● **Texte choisi**:
Des militaires ukrainiens à bord d'un obusier automoteur photographiés près de la frontière russe, dans la région de Soumy, le 11 août 2024 (image d'illustration). [REUTERS - Viacheslav Ratynskyi]
Des militaires ukrainiens à bord d'un obusier automoteur photographiés près de la frontière russe, dans la région de Soumy, le 11 août 2024 (image d'illustration). - [REUTERS - Viacheslav Ratynskyi]
Près de deux semaines après le lancement de l'incursion armée, les forces ukrainiennes tiennent toujours bon dans la région russe de Koursk. L'opération, gardée secrète jusqu'à la dernière minute, s'avère avoir été bien mieux préparée que ne l'avaient initialement anticipé les observateurs.

La Russie "ne discutera pas" avec l'Ukraine après l'offensive lancée par Kiev le 6 août dans la région frontalière de Koursk. "Pour l'instant, il serait tout à fait inapproprié d'entamer un processus de négociation", a affirmé lundi Iouri Ouchakov, conseiller diplomatique de Vladimir Poutine.

Cette déclaration officielle trahit sans doute une certaine colère à Moscou. Alors que le Kremlin a annoncé à plusieurs reprises au cours des derniers jours "contrôler la situation" et "réussir à repousser les forces ukrainiennes", la réalité est plus compliquée. Et ce qui devait être traité comme une simple affaire de police face à des "terroristes", selon le vocabulaire utilisé par les Russes, s'est transformé en un véritable défi militaire.

Car malgré le brouillard de guerre, la portée de l'attaque ukrainienne est chiffrable. Depuis le 6 août, des centaines de milliers de civils ont dû être évacués, des centaines de militaires russes ont été faits prisonniers et Kiev revendique le contrôle de 1200 km2 du territoire russe. Initialement estimé à quelques centaines, le nombre de soldats ayant franchi la frontière pour mener les combats en Russie s'élève à 6000, selon les dernières évaluations des sources militaires occidentales. Un chiffre auquel s'ajoute environ 4000 soldats dans la région ukrainienne frontalière de Soumy, qui apportent un soutien à l'offensive.

● **Matériel présenté**:
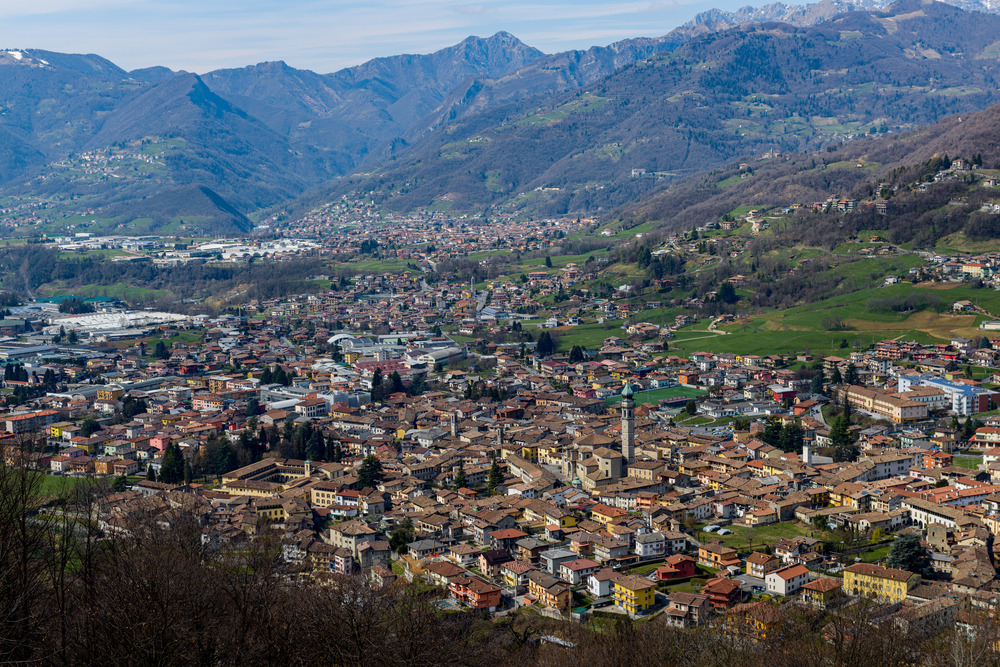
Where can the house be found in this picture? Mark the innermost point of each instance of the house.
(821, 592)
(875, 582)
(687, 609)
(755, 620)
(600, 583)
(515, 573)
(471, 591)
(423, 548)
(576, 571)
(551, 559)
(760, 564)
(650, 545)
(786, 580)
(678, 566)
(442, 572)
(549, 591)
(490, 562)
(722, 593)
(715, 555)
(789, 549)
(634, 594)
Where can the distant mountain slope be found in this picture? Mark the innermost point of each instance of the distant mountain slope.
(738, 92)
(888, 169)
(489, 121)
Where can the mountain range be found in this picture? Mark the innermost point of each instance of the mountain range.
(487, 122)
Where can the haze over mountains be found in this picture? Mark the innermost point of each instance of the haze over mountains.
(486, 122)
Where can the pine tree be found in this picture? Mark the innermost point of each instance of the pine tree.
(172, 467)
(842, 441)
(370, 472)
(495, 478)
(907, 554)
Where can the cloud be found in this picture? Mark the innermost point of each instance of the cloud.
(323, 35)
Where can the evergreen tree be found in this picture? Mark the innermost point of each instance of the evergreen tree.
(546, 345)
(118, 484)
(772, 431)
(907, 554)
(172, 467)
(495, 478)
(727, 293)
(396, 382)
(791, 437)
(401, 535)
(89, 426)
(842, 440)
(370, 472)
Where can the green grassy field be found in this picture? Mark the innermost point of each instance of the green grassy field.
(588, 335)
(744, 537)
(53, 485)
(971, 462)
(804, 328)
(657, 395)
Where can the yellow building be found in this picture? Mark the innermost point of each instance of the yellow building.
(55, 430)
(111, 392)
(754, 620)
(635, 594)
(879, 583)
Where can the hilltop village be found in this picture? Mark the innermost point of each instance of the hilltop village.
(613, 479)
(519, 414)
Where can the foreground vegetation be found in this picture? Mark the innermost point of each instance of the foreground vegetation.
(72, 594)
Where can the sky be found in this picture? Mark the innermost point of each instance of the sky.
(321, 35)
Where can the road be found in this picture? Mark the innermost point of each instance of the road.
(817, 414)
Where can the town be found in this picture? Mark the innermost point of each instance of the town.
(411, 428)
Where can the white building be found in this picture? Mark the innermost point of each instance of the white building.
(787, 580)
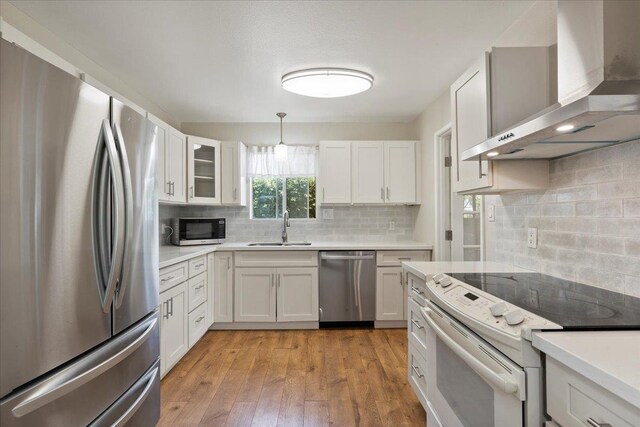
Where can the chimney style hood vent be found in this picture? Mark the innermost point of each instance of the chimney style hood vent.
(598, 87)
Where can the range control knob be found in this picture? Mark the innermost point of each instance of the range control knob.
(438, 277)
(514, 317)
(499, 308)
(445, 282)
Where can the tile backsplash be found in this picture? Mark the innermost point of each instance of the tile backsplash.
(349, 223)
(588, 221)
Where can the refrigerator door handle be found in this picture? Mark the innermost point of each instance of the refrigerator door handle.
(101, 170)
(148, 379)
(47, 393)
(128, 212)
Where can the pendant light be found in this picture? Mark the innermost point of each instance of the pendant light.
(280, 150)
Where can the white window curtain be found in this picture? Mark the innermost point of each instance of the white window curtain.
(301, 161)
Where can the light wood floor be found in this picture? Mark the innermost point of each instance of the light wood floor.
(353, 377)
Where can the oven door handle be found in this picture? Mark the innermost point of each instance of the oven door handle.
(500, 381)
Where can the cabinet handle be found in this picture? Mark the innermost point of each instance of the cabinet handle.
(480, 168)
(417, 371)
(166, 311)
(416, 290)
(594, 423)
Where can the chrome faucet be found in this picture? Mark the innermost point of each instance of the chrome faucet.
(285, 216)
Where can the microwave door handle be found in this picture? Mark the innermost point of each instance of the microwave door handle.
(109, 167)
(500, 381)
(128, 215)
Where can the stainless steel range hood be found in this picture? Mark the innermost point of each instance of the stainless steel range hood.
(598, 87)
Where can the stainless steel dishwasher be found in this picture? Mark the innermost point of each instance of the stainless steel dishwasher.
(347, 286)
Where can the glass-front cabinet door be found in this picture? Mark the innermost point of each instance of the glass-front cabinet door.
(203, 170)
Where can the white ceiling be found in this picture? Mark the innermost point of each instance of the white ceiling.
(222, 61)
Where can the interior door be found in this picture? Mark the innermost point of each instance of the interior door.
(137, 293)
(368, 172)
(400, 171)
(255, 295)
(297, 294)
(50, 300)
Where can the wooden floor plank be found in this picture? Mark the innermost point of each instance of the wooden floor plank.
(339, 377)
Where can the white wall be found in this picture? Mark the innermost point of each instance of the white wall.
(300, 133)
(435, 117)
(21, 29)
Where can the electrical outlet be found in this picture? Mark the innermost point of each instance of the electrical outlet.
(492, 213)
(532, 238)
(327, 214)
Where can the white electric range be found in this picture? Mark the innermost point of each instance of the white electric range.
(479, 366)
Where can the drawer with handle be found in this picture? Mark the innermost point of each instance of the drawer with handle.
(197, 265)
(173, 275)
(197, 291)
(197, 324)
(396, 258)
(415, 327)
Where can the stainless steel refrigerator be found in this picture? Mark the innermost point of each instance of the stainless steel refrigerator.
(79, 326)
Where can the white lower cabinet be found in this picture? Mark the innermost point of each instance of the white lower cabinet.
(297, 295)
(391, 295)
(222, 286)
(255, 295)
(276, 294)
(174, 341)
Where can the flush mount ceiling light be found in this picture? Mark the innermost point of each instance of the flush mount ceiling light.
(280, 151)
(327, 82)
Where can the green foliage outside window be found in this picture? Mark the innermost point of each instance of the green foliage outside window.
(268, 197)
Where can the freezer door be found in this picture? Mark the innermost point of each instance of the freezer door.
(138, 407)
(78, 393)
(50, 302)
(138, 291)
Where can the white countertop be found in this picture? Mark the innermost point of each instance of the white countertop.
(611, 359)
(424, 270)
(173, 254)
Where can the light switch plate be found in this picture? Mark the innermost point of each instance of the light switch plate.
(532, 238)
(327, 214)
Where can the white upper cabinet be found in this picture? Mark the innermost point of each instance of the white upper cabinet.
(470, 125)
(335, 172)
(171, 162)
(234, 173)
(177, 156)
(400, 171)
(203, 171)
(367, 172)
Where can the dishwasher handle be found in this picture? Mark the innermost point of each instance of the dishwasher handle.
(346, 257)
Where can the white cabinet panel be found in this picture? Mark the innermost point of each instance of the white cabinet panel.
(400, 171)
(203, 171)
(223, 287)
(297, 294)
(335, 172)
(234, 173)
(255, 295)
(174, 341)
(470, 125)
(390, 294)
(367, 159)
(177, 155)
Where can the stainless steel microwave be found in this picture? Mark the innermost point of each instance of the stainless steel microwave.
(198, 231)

● **Exercice court 1**:
D'après le texte sur l'incursion ukrainienne dans la région de Koursk, combien de soldats ont franchi la frontière selon les dernières évaluations des sources militaires occidentales ?
● **Exercice court 2**:
Rédigez la suite du texte sur l'incursion ukrainienne dans la région de Koursk, à partir de sa dernière phrase.
Les lignes ne jouent aucun rôle dans ce travail.

● **Résultat attendu 1**:
6000 soldats.

● **Résultat attendu 2**:
En violet, les avancées faites par l'armée ukrainienne dans la région russe de Koursk, du 6 au 19 août 2024. [liveuamap - RTS]
En violet, les avancées faites par l'armée ukrainienne dans la région russe de Koursk, du 6 au 19 août 2024. [liveuamap - RTS]

Une opération minutieusement préparée

Comment expliquer un tel succès pour Kiev? Une récente enquête du Wall Street Journal démontre que les forces ukrainiennes ont préparé de manière méthodique cette offensive.

Les préparatifs ont commencé dans le courant de l'été. L'Ukraine a procédé à des attaques de drones pour mettre hors service plusieurs infrastructures de la région de Koursk, allant de dépôts de carburant et de munitions au réseau électrique. Deux semaines avant le lancement de l'opération, l'armée ukrainienne a également détruit par drone des systèmes d'observation russes à un poste frontière.

>> Réécouter également à ce sujet la revue de presse internationale de l'émission Tout un monde :

La Russie évacue la région de Koursk, où l’armée ukrainienne y mène actuellement une offensive [AP Photo / Keystone]AP Photo / Keystone
La Russie toujours en difficulté face à l'offensive ukrainienne | revue de presse internationale / Tout un monde / 3 min. / le 19 août 2024

Pour éviter d'éveiller les soupçons, Kiev a discrètement massé des troupes dans la région de Soumy. Ni les alliés occidentaux ni même la plupart des soldats n'ont été mis au courant de l'offensive à venir, le commandement ukrainien évoquant "des exercices" et de "nouveaux équipements" à récupérer.

Pour se dissimuler, les soldats ont été entassés dans des maisons alors que les officiers ont reçu comme ordre de ne pas porter leur uniforme lorsqu'ils entraient dans des villes, selon le New York Times, qui a pu recueillir les témoignages de plusieurs personnes ayant participé à l'offensive.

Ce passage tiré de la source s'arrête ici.